= Pointing dataset records =

[start]

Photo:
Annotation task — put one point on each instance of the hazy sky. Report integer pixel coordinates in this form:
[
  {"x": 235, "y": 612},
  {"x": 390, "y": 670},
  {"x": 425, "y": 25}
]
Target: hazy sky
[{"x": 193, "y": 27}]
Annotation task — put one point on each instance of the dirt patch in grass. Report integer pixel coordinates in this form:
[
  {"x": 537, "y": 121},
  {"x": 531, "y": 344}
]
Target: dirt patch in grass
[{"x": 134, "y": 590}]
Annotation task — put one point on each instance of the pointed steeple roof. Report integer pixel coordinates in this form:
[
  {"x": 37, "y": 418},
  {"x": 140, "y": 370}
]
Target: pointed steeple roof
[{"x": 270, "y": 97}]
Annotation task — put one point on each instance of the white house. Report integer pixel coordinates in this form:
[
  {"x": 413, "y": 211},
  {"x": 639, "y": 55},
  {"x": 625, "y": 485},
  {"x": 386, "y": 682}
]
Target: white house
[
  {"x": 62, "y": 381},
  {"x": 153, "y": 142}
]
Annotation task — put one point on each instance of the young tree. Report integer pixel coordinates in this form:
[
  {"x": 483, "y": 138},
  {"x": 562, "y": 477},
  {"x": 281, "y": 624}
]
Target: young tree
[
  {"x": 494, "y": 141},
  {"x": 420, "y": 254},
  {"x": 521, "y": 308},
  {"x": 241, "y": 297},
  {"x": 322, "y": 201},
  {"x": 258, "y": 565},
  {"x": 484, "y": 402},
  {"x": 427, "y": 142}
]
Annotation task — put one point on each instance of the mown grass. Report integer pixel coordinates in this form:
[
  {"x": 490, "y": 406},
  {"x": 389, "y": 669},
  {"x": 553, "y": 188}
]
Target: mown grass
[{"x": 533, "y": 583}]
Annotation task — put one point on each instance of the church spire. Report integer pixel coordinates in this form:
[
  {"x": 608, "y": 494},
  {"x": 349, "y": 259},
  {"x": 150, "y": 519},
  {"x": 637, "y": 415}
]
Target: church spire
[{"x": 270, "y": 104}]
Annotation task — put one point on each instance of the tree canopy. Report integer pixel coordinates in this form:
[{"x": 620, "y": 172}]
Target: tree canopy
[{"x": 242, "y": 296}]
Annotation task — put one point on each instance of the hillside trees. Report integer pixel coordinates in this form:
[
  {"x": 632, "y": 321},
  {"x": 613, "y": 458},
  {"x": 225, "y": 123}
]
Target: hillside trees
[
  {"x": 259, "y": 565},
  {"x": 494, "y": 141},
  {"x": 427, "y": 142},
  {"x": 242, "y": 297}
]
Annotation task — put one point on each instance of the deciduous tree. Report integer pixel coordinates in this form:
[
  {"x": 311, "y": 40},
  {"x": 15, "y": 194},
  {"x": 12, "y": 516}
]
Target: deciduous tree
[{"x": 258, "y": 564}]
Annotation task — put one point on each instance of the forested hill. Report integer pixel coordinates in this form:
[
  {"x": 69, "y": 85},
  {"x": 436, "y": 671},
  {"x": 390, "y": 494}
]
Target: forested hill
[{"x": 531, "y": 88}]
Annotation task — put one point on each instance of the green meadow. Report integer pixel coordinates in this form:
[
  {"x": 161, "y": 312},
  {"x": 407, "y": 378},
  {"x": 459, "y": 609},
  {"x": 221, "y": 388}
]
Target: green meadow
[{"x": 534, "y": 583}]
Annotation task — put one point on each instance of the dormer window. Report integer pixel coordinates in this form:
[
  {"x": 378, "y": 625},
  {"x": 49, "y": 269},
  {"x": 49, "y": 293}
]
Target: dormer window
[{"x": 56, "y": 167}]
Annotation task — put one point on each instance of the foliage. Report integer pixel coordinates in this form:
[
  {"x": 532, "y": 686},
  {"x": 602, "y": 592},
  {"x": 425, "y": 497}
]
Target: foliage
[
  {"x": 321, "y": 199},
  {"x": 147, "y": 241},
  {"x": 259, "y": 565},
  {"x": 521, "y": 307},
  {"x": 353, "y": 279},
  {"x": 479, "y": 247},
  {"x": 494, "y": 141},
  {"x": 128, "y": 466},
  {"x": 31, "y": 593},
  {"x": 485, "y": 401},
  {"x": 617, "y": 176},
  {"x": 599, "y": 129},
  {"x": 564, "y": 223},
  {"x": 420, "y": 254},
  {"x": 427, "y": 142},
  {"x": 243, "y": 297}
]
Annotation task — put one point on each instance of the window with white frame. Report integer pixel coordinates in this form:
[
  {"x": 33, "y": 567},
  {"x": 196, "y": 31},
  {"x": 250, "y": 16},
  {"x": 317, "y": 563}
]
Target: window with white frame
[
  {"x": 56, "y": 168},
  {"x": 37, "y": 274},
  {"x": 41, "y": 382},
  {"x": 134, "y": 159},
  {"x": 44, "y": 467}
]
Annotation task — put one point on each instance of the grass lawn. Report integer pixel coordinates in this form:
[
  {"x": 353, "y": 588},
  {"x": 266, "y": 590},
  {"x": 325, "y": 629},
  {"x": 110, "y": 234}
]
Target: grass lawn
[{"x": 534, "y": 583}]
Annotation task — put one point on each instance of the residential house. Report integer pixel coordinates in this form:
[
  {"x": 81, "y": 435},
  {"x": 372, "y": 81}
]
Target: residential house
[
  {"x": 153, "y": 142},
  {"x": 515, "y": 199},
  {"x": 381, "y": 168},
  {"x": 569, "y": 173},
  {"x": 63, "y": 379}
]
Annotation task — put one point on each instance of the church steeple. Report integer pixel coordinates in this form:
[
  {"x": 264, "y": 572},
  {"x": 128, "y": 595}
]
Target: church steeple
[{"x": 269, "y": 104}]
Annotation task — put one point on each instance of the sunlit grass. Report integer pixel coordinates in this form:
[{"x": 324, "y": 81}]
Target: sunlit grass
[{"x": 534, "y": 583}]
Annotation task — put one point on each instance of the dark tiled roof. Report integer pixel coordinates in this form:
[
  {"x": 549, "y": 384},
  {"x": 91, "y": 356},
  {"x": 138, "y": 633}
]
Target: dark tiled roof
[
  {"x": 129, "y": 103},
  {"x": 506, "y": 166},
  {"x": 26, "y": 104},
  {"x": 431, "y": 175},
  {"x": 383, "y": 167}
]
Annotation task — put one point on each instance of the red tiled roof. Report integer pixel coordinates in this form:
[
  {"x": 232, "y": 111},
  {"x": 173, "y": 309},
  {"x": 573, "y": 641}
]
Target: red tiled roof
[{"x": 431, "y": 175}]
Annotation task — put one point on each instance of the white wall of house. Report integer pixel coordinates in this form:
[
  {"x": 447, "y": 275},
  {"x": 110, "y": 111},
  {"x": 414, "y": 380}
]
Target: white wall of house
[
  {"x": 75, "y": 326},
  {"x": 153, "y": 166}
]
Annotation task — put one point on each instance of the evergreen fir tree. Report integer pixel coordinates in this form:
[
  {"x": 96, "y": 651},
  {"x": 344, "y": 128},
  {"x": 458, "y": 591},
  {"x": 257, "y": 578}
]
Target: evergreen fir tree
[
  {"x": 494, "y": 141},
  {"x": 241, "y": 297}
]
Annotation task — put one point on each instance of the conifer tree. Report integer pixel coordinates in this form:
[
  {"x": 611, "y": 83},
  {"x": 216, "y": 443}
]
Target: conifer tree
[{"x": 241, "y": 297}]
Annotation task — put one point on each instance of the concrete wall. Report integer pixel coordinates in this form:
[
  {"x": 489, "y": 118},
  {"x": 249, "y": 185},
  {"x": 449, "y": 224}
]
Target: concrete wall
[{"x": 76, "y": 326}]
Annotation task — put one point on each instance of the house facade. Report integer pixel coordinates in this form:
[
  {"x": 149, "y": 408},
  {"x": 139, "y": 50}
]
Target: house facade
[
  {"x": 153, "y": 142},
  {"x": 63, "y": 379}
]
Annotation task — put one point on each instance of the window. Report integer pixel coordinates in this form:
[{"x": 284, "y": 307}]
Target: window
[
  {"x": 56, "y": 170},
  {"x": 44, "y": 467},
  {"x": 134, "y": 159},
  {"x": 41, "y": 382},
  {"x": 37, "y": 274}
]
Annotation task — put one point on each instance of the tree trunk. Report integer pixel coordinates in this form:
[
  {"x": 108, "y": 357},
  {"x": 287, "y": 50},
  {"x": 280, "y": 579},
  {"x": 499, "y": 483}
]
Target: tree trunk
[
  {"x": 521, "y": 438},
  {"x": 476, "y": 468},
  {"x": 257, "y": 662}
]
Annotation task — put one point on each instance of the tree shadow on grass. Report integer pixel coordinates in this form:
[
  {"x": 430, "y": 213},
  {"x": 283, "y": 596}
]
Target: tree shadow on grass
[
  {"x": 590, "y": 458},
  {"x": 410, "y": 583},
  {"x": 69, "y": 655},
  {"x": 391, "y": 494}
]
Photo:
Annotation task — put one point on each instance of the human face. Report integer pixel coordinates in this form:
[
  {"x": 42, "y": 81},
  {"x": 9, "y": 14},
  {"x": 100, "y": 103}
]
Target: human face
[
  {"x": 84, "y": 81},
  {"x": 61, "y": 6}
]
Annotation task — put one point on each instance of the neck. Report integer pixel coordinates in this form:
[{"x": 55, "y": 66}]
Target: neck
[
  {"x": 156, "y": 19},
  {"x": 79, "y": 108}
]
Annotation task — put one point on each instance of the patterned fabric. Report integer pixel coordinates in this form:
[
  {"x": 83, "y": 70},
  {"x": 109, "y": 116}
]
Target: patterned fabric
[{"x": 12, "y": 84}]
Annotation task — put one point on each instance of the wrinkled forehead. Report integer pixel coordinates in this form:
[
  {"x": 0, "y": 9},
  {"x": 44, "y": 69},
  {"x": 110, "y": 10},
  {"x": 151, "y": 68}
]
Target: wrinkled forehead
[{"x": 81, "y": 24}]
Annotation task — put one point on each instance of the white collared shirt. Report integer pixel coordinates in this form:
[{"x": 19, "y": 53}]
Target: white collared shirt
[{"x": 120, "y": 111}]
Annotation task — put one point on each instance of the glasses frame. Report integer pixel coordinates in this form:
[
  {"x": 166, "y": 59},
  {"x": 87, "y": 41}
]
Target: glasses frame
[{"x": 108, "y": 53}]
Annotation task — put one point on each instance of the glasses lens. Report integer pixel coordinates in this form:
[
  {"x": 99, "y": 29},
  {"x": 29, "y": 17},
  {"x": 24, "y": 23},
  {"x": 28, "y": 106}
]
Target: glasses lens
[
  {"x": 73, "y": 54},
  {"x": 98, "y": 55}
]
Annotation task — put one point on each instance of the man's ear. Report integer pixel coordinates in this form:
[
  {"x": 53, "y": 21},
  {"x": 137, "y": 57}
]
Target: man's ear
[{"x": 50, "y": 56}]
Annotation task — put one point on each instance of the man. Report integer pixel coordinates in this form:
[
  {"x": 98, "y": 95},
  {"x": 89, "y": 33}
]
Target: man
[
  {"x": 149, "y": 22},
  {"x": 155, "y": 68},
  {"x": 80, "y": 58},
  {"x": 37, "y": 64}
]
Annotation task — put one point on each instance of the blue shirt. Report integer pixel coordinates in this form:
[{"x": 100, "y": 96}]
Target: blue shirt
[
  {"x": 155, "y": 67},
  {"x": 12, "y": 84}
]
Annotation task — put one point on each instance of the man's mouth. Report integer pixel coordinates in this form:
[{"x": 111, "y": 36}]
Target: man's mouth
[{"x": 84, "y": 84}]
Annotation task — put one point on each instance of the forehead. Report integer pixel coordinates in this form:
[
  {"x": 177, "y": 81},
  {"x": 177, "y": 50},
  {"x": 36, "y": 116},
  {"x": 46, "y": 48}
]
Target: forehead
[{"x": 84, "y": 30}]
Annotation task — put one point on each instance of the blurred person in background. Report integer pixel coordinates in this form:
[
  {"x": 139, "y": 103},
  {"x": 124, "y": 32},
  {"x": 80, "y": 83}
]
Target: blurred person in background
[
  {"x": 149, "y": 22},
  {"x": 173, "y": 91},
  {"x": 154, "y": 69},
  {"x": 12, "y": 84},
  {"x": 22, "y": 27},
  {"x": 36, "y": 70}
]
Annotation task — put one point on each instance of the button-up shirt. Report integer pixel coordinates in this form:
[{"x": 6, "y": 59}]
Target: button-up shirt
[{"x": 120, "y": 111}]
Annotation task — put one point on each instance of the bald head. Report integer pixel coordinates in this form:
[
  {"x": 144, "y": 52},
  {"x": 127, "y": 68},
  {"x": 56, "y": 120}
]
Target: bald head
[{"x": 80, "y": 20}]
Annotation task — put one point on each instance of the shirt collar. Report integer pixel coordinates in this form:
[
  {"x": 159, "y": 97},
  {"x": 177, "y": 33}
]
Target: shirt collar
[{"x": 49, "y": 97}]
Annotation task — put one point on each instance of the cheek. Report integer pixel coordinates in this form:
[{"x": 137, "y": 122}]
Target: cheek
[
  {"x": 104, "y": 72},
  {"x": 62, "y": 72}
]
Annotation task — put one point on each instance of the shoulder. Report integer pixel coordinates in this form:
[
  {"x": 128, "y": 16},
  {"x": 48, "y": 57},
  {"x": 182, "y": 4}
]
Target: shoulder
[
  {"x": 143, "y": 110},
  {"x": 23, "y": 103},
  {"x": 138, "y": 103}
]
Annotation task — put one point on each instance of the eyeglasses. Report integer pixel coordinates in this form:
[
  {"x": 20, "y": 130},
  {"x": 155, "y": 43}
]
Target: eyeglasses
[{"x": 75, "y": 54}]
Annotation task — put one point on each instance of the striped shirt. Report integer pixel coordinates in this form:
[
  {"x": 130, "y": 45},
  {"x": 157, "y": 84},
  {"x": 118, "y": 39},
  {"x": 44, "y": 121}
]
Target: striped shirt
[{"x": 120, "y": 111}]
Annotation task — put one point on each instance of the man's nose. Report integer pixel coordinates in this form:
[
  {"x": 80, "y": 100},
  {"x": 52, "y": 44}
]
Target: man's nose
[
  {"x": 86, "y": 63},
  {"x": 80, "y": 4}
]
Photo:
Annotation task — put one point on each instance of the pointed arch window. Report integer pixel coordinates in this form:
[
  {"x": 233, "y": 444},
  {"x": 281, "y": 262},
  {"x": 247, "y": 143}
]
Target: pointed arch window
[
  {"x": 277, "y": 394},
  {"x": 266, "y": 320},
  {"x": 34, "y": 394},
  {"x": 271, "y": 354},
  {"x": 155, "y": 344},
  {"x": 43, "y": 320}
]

[end]

= YOUR GOAL =
Quote exactly the line containing "of the eyeglasses." and every later line through the end of the listing, and no other lines.

= ANSWER TO THIS EXERCISE =
Annotation task — put one point on each instance of the eyeglasses. Report integer pixel coordinates in this form:
[
  {"x": 20, "y": 130},
  {"x": 155, "y": 43}
]
Target: eyeglasses
[{"x": 75, "y": 54}]
Annotation task — put one point on each instance of the striped shirt. Report integer pixel coordinates in this form:
[
  {"x": 130, "y": 45},
  {"x": 157, "y": 84},
  {"x": 118, "y": 39},
  {"x": 44, "y": 121}
]
Target: striped shirt
[{"x": 120, "y": 111}]
Annotation task — put one point on each instance of the man's nose. Report integer pixel coordinates in this form:
[
  {"x": 80, "y": 100},
  {"x": 52, "y": 44}
]
Target: man's nose
[
  {"x": 86, "y": 63},
  {"x": 80, "y": 4}
]
Photo:
Annotation task — put one point on each instance of the pointed arch window. Report integer pixel coordinates in this form:
[
  {"x": 233, "y": 444},
  {"x": 281, "y": 262},
  {"x": 247, "y": 143}
]
Target: pointed arch window
[
  {"x": 277, "y": 394},
  {"x": 266, "y": 320},
  {"x": 34, "y": 394},
  {"x": 271, "y": 354},
  {"x": 155, "y": 344},
  {"x": 43, "y": 320}
]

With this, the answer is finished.